§ **Your task**:
Please recast the records below as a numbered list, one line per entry, with blank lines omitted. Leave the pictures out of your answer.

§ **Material for the task**:
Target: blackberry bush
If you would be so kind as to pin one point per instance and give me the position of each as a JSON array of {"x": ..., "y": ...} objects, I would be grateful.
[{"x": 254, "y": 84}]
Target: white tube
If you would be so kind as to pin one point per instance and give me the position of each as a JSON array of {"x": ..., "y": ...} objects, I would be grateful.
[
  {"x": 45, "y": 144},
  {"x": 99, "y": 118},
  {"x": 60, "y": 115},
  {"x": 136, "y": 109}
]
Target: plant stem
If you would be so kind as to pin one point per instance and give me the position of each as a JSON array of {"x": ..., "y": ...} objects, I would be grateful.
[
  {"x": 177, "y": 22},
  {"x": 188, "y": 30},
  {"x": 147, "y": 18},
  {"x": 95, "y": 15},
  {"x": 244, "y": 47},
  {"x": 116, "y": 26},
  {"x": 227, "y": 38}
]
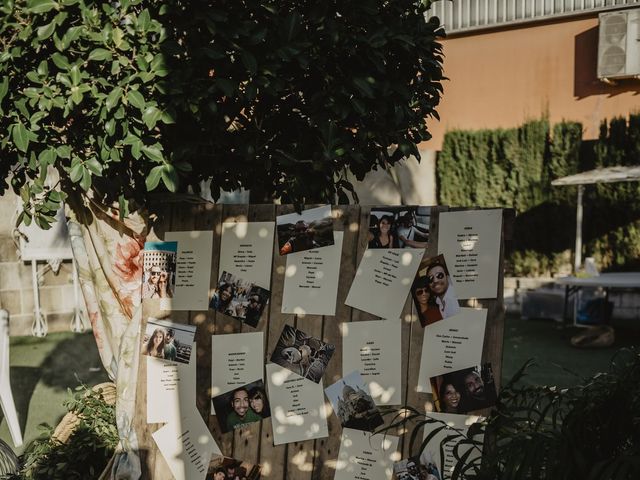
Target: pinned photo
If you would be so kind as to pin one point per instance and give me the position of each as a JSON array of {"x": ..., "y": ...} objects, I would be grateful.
[
  {"x": 465, "y": 391},
  {"x": 239, "y": 299},
  {"x": 433, "y": 291},
  {"x": 225, "y": 468},
  {"x": 159, "y": 269},
  {"x": 241, "y": 406},
  {"x": 399, "y": 227},
  {"x": 302, "y": 354},
  {"x": 310, "y": 229},
  {"x": 416, "y": 468},
  {"x": 353, "y": 404},
  {"x": 167, "y": 340}
]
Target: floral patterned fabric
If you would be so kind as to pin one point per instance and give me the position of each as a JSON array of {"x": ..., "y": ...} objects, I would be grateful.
[{"x": 108, "y": 253}]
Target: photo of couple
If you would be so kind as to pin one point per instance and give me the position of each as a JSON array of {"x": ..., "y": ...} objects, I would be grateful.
[
  {"x": 433, "y": 292},
  {"x": 159, "y": 267},
  {"x": 239, "y": 299},
  {"x": 302, "y": 354},
  {"x": 399, "y": 227},
  {"x": 169, "y": 341},
  {"x": 244, "y": 405},
  {"x": 465, "y": 390}
]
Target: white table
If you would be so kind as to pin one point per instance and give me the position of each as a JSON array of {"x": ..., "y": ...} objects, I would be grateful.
[{"x": 607, "y": 281}]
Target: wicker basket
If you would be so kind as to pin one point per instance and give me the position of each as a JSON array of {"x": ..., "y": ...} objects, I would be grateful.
[{"x": 67, "y": 425}]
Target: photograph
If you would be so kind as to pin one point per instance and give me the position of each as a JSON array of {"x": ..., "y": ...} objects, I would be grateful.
[
  {"x": 159, "y": 269},
  {"x": 310, "y": 229},
  {"x": 416, "y": 468},
  {"x": 302, "y": 354},
  {"x": 225, "y": 468},
  {"x": 243, "y": 405},
  {"x": 399, "y": 227},
  {"x": 433, "y": 292},
  {"x": 239, "y": 299},
  {"x": 167, "y": 340},
  {"x": 465, "y": 390},
  {"x": 353, "y": 404}
]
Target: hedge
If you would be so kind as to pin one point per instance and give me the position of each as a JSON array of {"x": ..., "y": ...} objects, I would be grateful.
[{"x": 515, "y": 167}]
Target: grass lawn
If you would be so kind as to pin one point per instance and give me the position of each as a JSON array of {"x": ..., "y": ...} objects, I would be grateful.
[{"x": 42, "y": 369}]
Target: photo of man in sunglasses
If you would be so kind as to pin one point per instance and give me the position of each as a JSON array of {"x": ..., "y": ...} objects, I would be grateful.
[{"x": 433, "y": 292}]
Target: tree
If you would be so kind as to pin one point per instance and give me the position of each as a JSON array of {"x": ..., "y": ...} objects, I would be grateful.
[{"x": 119, "y": 99}]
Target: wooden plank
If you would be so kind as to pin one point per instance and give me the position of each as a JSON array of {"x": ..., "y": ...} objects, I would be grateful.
[
  {"x": 421, "y": 401},
  {"x": 247, "y": 440},
  {"x": 348, "y": 221}
]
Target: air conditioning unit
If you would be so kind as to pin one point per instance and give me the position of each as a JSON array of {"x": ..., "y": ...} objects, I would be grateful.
[{"x": 619, "y": 45}]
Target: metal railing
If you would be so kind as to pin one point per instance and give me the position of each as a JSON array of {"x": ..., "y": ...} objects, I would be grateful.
[{"x": 459, "y": 16}]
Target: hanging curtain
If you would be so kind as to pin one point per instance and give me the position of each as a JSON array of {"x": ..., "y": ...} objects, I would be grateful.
[{"x": 108, "y": 253}]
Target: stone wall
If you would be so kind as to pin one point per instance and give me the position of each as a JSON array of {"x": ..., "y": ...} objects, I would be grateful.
[{"x": 16, "y": 291}]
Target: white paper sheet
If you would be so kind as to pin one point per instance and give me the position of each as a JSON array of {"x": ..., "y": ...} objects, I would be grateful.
[
  {"x": 311, "y": 280},
  {"x": 452, "y": 344},
  {"x": 454, "y": 422},
  {"x": 171, "y": 388},
  {"x": 246, "y": 250},
  {"x": 383, "y": 280},
  {"x": 366, "y": 456},
  {"x": 470, "y": 241},
  {"x": 193, "y": 269},
  {"x": 187, "y": 446},
  {"x": 373, "y": 348},
  {"x": 236, "y": 359},
  {"x": 298, "y": 411}
]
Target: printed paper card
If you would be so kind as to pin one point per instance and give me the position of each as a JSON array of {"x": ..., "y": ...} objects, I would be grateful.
[
  {"x": 236, "y": 359},
  {"x": 159, "y": 270},
  {"x": 171, "y": 388},
  {"x": 383, "y": 280},
  {"x": 373, "y": 348},
  {"x": 193, "y": 269},
  {"x": 187, "y": 446},
  {"x": 452, "y": 344},
  {"x": 307, "y": 230},
  {"x": 470, "y": 241},
  {"x": 297, "y": 406},
  {"x": 246, "y": 250},
  {"x": 311, "y": 280},
  {"x": 366, "y": 456},
  {"x": 454, "y": 426}
]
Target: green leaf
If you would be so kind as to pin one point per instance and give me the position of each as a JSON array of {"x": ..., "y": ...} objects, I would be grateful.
[
  {"x": 100, "y": 54},
  {"x": 60, "y": 61},
  {"x": 94, "y": 166},
  {"x": 152, "y": 153},
  {"x": 249, "y": 61},
  {"x": 150, "y": 116},
  {"x": 170, "y": 177},
  {"x": 85, "y": 182},
  {"x": 41, "y": 6},
  {"x": 153, "y": 179},
  {"x": 113, "y": 98},
  {"x": 76, "y": 172},
  {"x": 20, "y": 137},
  {"x": 136, "y": 99}
]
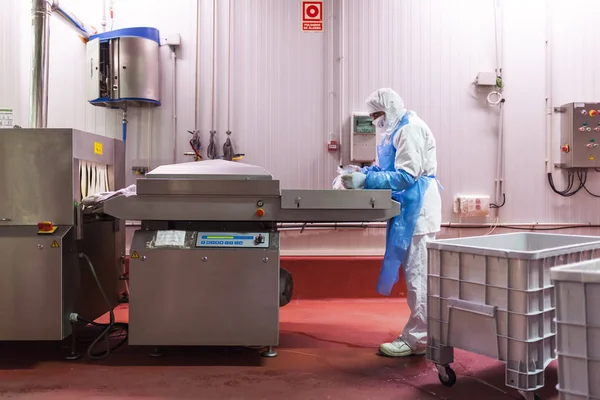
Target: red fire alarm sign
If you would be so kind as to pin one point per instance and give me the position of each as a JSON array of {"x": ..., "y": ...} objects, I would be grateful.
[{"x": 312, "y": 16}]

§ **Exercise answer**:
1. Target: blackberry bush
2. If you would be so kind as to pin one point per instance and give me the position of each as a JSON array of {"x": ..., "y": ...} objects, I would be grateful.
3. [{"x": 254, "y": 84}]
4. Target: white tube
5. If you would be so kind as to pin one point per instance and give me the position of each as a JSON array of {"x": ..., "y": ...} objects, I would be grateful.
6. [
7.   {"x": 45, "y": 144},
8.   {"x": 99, "y": 118},
9.   {"x": 60, "y": 115},
10.   {"x": 136, "y": 109}
11. ]
12. Target: plant stem
13. If you would be so kind as to pin one point per instance and give me the position of each as a JSON array of {"x": ..., "y": ...} objects, I would be grateful.
14. [
15.   {"x": 177, "y": 22},
16.   {"x": 188, "y": 30},
17.   {"x": 147, "y": 18},
18.   {"x": 95, "y": 15},
19.   {"x": 244, "y": 47},
20.   {"x": 116, "y": 26},
21.   {"x": 227, "y": 38}
22. ]
23. Target: pinned photo
24. If you would be so kind as to pin one point per instance and give me the position of each as a JSON array of {"x": ..., "y": ...} objects, I would be grateful.
25. [
26.   {"x": 465, "y": 391},
27.   {"x": 239, "y": 299},
28.   {"x": 433, "y": 291},
29.   {"x": 225, "y": 468},
30.   {"x": 159, "y": 269},
31.   {"x": 241, "y": 406},
32.   {"x": 399, "y": 227},
33.   {"x": 302, "y": 354},
34.   {"x": 310, "y": 229},
35.   {"x": 416, "y": 468},
36.   {"x": 353, "y": 404},
37.   {"x": 167, "y": 340}
38. ]
39. Target: floral patterned fabric
40. If you would be so kind as to pin one point per instance and give me the position of each as a JSON array of {"x": ..., "y": ...} objects, I would be grateful.
41. [{"x": 108, "y": 253}]
42. Target: photo of couple
43. If you would be so kind as to pin one point per instance and give me the position of each as a JSON array of {"x": ..., "y": ...} objects, I would be grateful.
44. [
45.   {"x": 433, "y": 292},
46.   {"x": 159, "y": 267},
47.   {"x": 239, "y": 299},
48.   {"x": 302, "y": 354},
49.   {"x": 399, "y": 227},
50.   {"x": 169, "y": 341},
51.   {"x": 244, "y": 405},
52.   {"x": 465, "y": 390}
53. ]
54. Target: white table
55. If you would be so kind as to pin one point per instance and give me the position of each as a JSON array of {"x": ..., "y": ...} objects, I would be grateful.
56. [{"x": 607, "y": 281}]
57. Target: wicker basket
58. If you would be so kind as to pin one point per instance and give me the position of each as a JSON array of {"x": ..., "y": ...} objects, I would be grateful.
59. [{"x": 67, "y": 425}]
60. Target: photograph
61. If you would be so kind as to pin one point per instance and give me the position of each as a JSON array of {"x": ..., "y": ...} objects, I would be grateful.
62. [
63.   {"x": 159, "y": 269},
64.   {"x": 310, "y": 229},
65.   {"x": 416, "y": 468},
66.   {"x": 302, "y": 354},
67.   {"x": 225, "y": 468},
68.   {"x": 243, "y": 405},
69.   {"x": 399, "y": 227},
70.   {"x": 433, "y": 292},
71.   {"x": 239, "y": 299},
72.   {"x": 167, "y": 340},
73.   {"x": 465, "y": 390},
74.   {"x": 353, "y": 404}
75. ]
76. Target: hedge
77. If you would be so kind as to pin one point per instance and give me the position of each as a JSON array of {"x": ..., "y": ...} objects, I would be grateful.
78. [{"x": 515, "y": 167}]
79. Target: grass lawn
80. If you would be so kind as to pin one point per instance and give me the position of each as a JSON array of {"x": ..., "y": ...} objects, I would be grateful.
81. [{"x": 42, "y": 369}]
82. Target: photo of man in sunglasses
83. If you would be so kind as to pin one point per instance and give me the position of each as a JSON array of {"x": ..., "y": ...} objects, I would be grateful.
84. [{"x": 433, "y": 292}]
85. Target: tree
86. If you would be so kind as to pin one point per instance and give me the position of each as a JSON array of {"x": ..., "y": ...} objects, I would be grateful.
87. [{"x": 119, "y": 99}]
88. Target: wooden plank
89. If you would be so kind as to pin one point per instance and give me the position of each as a JSON array of {"x": ..., "y": ...} objects, I would be grateful.
90. [
91.   {"x": 421, "y": 401},
92.   {"x": 247, "y": 440},
93.   {"x": 348, "y": 221}
94. ]
95. Target: air conditioning unit
96. If you would be so kind as to pin one point per instance and give me the position of each as a JSON array of {"x": ..., "y": ...} objects, I would be grateful.
97. [{"x": 619, "y": 45}]
98. Target: metal railing
99. If you would be so kind as to pin one point per instance and give me the position of each as a JSON array of {"x": ..., "y": ...} objects, I would be grateful.
100. [{"x": 459, "y": 16}]
101. Target: hanging curtain
102. If you would be so kind as to pin one point per instance and give me the position of each as a JSON array of {"x": ..., "y": ...} objects, I would be grateful.
103. [{"x": 108, "y": 253}]
104. Target: stone wall
105. If you would be so kind as to pin one point per instance and give me the position of each as a JSON array of {"x": ..., "y": ...} objects, I would be grateful.
106. [{"x": 16, "y": 291}]
107. Target: white paper sheet
108. If you would be so kind as to pin one point per instance and give me the position of each as a JSON array of {"x": ..., "y": ...} objects, I would be grateful.
109. [
110.   {"x": 311, "y": 280},
111.   {"x": 452, "y": 344},
112.   {"x": 454, "y": 422},
113.   {"x": 171, "y": 388},
114.   {"x": 246, "y": 250},
115.   {"x": 383, "y": 280},
116.   {"x": 366, "y": 456},
117.   {"x": 470, "y": 241},
118.   {"x": 193, "y": 269},
119.   {"x": 187, "y": 446},
120.   {"x": 373, "y": 348},
121.   {"x": 236, "y": 359},
122.   {"x": 298, "y": 411}
123. ]
124. Target: printed paper card
125. If you would be so kind as to pin one point per instance and give me the position of each as a JSON array of {"x": ..., "y": ...} objects, I would be grateful.
126. [
127.   {"x": 236, "y": 359},
128.   {"x": 159, "y": 270},
129.   {"x": 171, "y": 388},
130.   {"x": 383, "y": 280},
131.   {"x": 373, "y": 348},
132.   {"x": 193, "y": 269},
133.   {"x": 187, "y": 446},
134.   {"x": 452, "y": 344},
135.   {"x": 307, "y": 230},
136.   {"x": 470, "y": 241},
137.   {"x": 297, "y": 406},
138.   {"x": 246, "y": 250},
139.   {"x": 311, "y": 280},
140.   {"x": 366, "y": 456},
141.   {"x": 454, "y": 426}
142. ]
143. Target: green leaf
144. If you would be so kind as to pin one point per instance and give me the position of each as a JSON array of {"x": ..., "y": ...} objects, I would be grateful.
145. [
146.   {"x": 100, "y": 54},
147.   {"x": 60, "y": 61},
148.   {"x": 94, "y": 166},
149.   {"x": 152, "y": 153},
150.   {"x": 249, "y": 61},
151.   {"x": 150, "y": 116},
152.   {"x": 170, "y": 177},
153.   {"x": 85, "y": 182},
154.   {"x": 41, "y": 6},
155.   {"x": 153, "y": 179},
156.   {"x": 113, "y": 98},
157.   {"x": 76, "y": 172},
158.   {"x": 20, "y": 137},
159.   {"x": 136, "y": 99}
160. ]
161. Target: red fire alarm sign
162. If you would be so kind as to pin one point per instance and give me the position of each as a JSON array of {"x": ..., "y": ...} objects, I would be grateful.
163. [{"x": 312, "y": 16}]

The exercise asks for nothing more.